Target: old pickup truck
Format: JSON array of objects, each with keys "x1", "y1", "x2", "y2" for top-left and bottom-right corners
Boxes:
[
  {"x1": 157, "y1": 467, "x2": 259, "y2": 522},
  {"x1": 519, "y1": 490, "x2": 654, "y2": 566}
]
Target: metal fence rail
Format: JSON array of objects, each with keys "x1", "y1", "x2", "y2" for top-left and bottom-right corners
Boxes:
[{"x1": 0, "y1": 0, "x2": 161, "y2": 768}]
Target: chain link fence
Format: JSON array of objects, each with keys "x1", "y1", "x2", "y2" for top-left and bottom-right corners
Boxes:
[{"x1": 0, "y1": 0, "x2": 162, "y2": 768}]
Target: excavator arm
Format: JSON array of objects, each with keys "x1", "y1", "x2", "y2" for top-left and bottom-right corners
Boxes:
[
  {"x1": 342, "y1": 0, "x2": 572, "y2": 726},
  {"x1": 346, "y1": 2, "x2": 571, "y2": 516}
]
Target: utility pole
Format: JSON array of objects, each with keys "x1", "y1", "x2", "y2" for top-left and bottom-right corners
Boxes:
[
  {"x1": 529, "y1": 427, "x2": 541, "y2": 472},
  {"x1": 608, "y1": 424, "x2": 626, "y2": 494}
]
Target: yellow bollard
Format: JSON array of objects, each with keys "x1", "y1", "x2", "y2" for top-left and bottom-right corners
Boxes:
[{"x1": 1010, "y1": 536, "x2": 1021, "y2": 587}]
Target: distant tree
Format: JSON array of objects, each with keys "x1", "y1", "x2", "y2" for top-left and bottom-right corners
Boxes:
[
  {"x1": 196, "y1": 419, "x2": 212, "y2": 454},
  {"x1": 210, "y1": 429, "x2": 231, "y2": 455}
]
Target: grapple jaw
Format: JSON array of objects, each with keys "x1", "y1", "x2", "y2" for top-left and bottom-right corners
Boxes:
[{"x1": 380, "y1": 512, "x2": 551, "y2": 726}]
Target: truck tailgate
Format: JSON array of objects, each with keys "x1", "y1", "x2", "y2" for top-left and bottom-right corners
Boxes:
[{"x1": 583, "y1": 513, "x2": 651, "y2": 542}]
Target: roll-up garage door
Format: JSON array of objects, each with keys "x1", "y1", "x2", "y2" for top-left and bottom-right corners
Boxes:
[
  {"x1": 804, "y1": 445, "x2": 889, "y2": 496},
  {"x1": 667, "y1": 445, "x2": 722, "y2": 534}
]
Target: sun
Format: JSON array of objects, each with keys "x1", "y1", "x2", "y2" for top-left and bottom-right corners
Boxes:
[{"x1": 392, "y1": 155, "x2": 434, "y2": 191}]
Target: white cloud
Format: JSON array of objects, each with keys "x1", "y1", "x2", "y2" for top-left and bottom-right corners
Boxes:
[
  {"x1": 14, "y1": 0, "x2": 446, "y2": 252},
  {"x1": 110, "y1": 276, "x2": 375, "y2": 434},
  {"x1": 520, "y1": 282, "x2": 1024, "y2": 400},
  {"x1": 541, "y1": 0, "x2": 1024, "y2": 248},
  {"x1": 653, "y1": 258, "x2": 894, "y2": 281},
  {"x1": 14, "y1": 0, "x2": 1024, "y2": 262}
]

▶ INSTRUCTIONS TO FOLLOW
Show each line from the rows above that contains the string "fence".

▶ RIGHT ANSWER
Target: metal fence rail
Target: chain link fence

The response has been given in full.